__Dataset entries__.
- - -

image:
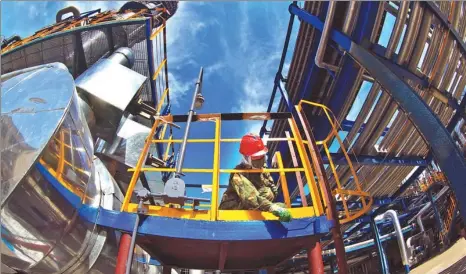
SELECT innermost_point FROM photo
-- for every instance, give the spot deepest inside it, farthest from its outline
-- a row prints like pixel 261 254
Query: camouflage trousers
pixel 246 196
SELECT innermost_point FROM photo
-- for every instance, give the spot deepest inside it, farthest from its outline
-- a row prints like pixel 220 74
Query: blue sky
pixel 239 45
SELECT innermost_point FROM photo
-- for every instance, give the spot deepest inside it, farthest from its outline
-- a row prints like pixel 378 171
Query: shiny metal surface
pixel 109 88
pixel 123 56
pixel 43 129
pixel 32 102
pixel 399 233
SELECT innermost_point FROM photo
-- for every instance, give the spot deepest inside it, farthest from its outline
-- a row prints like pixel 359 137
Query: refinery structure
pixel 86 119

- - -

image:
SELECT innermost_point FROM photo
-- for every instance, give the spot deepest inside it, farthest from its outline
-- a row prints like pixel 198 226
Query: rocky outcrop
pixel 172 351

- - -

__WORK REQUIRED__.
Looking at the data above, say how many lines contain "prints", and give no other words.

__OUTPUT OF THE TASK__.
5